*DIRECTIONS*:
1 - In the police chase report, update the stretch from "About 350 people" through "fleeing state troopers." by replacing "chase" with "pursuit".
2 - Answer these from the police chase report:
(a) Roughly how many people die in the U.S. each year in crashes caused by police pursuits?
(b) Who is the Seattle Police Chief quoted?
(c) In which issue of which journal did the study appear?
3 - Pick up the news report on deadly police pursuits where it ends and carry it forward.

--- GIVEN TEXT Enclosed Below ---

About 350 people die in the U.S. every year in car crashes resulting from police pursuits, and one third of them are innocent bystanders. The Seattle Times said the figures were compiled by two researchers at Harborview Medical Center in Seattle. Some of Washington State’s largest police agencies acknowledge the dangers, and have been working on ways to limit some of the risks. Last week, a man kidnapped a 9-year-old Mercer Island girl, held her hostage in his vehicle and led more than 50 officers on an almost hourlong chase that reached 100 mph. In December, a 29-year-old man died after his car was struck by a teenage driver fleeing state troopers.
Sometimes, as in the kidnapping and the recent ramming of a suspected armed robber’s car in Seattle in January, “if they’re not apprehended, it could end up in a death,” Seattle Police Chief Gil Kerlikowske said.
The study by Fred Rivara and Chris Mack, of Harborview’s Injury Prevention and Research Center, was published in the April issue of the journal Injury Prevention.

--- End of Enclosed GIVEN TEXT ---
--- EXCERPTED DATA Enclosed Below ---

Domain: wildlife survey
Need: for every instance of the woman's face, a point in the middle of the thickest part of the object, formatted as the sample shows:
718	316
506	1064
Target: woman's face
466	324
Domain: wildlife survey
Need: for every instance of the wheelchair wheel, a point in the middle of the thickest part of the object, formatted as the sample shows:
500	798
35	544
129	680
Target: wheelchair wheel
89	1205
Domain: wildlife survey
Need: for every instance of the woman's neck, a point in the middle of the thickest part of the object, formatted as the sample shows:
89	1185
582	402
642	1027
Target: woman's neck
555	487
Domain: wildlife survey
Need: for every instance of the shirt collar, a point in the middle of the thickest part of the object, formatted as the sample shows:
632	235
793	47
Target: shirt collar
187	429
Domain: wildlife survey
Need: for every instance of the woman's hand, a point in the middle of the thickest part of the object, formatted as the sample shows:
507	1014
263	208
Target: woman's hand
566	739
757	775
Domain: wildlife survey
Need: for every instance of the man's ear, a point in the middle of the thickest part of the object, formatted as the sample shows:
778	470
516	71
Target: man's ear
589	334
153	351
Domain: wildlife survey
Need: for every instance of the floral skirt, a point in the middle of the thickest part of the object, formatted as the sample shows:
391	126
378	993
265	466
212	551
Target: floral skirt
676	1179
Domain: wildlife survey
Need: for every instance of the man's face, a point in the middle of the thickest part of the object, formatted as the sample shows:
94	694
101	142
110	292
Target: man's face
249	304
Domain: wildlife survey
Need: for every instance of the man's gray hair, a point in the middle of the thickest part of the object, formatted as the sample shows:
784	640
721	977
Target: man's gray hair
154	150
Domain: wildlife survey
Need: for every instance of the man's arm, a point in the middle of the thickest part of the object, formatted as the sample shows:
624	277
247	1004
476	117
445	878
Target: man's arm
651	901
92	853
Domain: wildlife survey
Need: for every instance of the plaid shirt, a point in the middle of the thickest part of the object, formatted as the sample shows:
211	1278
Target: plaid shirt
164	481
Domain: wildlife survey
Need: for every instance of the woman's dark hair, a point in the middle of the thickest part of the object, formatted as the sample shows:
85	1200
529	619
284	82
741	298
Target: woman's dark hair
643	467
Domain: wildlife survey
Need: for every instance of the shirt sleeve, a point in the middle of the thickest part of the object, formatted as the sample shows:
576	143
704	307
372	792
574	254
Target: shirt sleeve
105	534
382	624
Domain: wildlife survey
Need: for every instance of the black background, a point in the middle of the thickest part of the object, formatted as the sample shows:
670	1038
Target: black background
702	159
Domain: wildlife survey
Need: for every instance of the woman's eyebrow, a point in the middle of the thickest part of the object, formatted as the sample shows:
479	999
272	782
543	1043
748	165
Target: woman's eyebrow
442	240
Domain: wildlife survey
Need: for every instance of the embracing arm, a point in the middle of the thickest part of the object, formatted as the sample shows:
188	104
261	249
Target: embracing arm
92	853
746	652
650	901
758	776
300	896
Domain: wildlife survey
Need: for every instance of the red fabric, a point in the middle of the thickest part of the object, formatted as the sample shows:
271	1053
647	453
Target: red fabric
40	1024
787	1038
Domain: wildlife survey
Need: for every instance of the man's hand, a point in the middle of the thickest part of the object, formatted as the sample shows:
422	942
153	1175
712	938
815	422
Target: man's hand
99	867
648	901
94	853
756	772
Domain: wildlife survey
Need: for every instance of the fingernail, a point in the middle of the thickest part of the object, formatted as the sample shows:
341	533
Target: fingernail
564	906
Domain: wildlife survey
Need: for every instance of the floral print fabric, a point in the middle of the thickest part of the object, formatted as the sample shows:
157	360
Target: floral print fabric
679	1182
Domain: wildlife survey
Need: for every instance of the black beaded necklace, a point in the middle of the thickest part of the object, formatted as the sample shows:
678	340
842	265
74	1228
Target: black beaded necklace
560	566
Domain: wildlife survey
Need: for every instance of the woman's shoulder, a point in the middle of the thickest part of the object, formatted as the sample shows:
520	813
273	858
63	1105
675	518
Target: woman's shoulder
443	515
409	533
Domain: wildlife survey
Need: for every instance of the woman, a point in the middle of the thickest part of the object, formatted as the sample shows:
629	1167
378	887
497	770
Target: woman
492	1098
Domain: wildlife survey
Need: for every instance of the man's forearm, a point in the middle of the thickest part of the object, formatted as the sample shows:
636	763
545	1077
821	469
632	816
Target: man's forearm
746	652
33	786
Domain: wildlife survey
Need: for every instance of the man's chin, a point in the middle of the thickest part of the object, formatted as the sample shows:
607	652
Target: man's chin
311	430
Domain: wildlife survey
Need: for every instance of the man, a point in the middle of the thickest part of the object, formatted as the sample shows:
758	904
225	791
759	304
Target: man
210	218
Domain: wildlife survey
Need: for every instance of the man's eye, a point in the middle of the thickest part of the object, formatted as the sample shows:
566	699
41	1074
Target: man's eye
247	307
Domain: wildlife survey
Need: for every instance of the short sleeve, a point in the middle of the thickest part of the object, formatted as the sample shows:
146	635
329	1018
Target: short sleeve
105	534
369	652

--- End of Enclosed EXCERPTED DATA ---
--- EXCERPTED DATA Enclosed Below ---

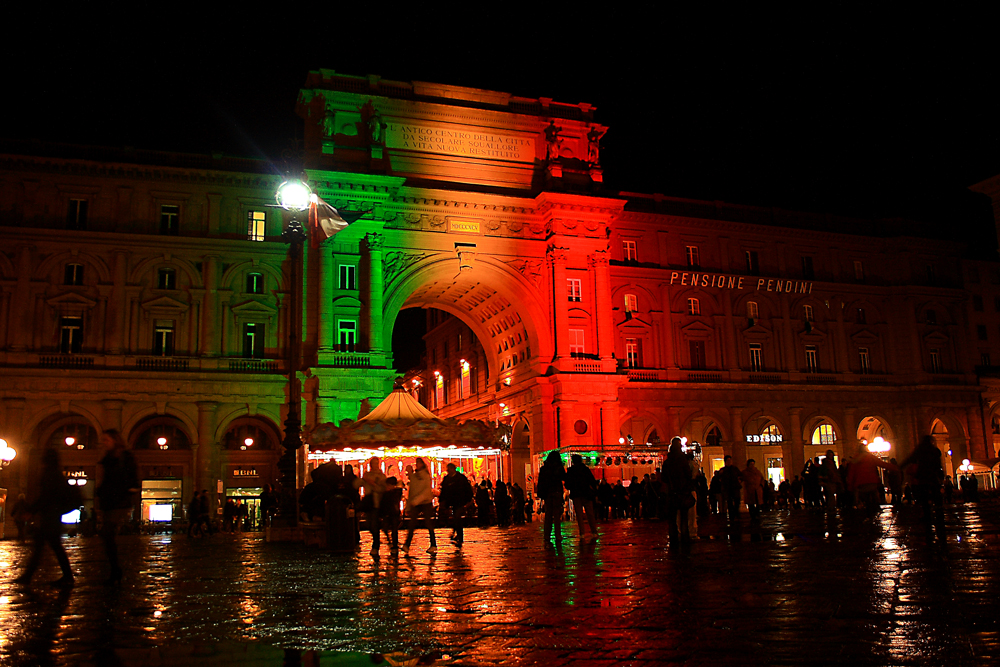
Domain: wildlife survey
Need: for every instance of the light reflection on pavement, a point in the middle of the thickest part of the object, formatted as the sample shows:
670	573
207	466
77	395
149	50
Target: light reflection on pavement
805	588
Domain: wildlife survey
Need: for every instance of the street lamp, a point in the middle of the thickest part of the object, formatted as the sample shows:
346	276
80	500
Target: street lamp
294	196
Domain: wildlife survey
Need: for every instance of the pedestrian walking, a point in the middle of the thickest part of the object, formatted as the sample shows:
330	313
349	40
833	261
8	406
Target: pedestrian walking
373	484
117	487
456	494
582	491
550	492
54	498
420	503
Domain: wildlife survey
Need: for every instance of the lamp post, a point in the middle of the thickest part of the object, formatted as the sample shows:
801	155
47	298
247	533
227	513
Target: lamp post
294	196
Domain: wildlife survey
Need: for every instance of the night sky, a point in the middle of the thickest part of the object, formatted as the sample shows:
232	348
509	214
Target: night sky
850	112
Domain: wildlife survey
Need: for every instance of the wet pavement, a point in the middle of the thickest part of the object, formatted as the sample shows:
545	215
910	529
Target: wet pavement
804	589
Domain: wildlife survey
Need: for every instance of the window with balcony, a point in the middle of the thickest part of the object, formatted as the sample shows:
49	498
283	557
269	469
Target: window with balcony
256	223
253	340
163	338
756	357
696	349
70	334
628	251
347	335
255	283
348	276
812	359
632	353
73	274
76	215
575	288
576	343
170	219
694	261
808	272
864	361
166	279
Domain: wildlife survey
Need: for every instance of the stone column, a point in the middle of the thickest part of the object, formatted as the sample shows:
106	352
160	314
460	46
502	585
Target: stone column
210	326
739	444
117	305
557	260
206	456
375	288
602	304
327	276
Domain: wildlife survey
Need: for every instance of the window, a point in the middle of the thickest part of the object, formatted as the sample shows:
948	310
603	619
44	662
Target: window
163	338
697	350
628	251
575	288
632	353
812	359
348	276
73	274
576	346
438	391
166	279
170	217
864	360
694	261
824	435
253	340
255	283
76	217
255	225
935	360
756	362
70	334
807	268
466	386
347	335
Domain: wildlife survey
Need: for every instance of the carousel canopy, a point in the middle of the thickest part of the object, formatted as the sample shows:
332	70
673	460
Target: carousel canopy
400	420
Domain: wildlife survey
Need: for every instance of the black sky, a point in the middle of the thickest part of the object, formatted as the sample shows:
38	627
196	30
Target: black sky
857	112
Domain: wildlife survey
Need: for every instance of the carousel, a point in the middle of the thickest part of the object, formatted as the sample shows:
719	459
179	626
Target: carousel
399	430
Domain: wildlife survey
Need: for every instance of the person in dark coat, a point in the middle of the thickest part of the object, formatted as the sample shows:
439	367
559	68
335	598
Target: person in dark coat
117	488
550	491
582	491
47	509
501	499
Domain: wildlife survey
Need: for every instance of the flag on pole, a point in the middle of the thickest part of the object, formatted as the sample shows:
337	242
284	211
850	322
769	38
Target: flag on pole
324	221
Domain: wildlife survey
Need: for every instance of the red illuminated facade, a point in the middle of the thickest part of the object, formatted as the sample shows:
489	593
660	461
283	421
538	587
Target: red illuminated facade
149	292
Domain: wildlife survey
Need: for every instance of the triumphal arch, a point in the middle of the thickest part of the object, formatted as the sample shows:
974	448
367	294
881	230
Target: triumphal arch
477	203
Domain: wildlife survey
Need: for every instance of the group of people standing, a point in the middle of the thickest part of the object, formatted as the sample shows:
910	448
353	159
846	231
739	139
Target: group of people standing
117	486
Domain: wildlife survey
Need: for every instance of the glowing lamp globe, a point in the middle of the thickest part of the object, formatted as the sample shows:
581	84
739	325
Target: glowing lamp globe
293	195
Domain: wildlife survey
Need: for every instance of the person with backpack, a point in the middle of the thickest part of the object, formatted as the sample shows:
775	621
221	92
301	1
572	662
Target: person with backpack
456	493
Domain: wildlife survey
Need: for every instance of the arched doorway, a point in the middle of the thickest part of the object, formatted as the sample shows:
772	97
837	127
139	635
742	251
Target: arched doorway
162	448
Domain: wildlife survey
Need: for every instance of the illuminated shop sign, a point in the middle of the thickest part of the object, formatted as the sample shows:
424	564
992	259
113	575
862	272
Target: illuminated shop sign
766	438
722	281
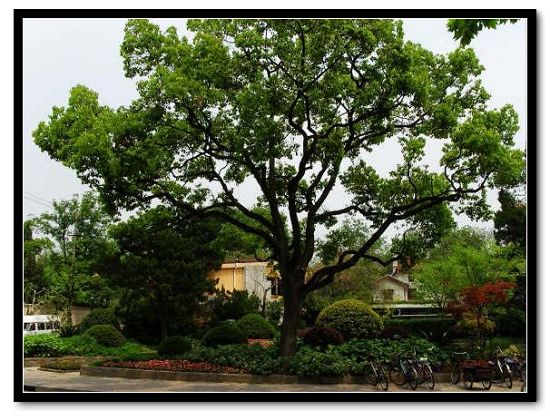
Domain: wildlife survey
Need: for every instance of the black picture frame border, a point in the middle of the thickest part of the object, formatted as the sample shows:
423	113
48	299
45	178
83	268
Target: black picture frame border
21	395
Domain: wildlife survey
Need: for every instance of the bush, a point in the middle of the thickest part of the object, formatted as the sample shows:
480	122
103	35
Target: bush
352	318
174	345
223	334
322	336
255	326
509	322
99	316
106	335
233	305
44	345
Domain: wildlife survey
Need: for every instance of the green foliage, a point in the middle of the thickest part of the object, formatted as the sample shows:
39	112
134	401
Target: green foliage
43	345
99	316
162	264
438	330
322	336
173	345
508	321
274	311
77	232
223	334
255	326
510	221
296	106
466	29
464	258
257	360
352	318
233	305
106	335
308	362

--- End of Enclosed EXCERPTED DATA ---

*TASK-BY-TASK OUTPUTS*:
1 -
About 350 people die in the U.S. every year in car crashes resulting from police pursuits, and one third of them are innocent bystanders. The Seattle Times said the figures were compiled by two researchers at Harborview Medical Center in Seattle. Some of Washington State’s largest police agencies acknowledge the dangers, and have been working on ways to limit some of the risks. Last week, a man kidnapped a 9-year-old Mercer Island girl, held her hostage in his vehicle and led more than 50 officers on an almost hourlong pursuit that reached 100 mph. In December, a 29-year-old man died after his car was struck by a teenage driver fleeing state troopers.

2 -
(a) About 350.
(b) Gil Kerlikowske.
(c) The April issue of Injury Prevention.

3 -
It examined all traffic fatalities in the nation from 1994 to 2002 and found 2,654 fatal crashes resulting from police pursuits, with 3,146 deaths. Of those deaths, 1,048 were of people who were not in fleeing vehicles – occupants in another vehicle, pedestrians or bicyclists – and 40 were police officers.
Rivara, a University of Washington professor of pediatrics and epidemiology, said the report is “meant to stimulate some discussion among the public and the police about these police chases” and to examine if “there are other ways of stopping these cars.”
Kerlikowske banned high-speed chases in Seattle last summer, despite complaints from some rank-and-file officers that their hands were being tied. “We have to change and adapt,” he said. “We look at the officers killed in the line of duty every year, and more are killed in traffic-related incidents, including pursuits, than are killed by assault.”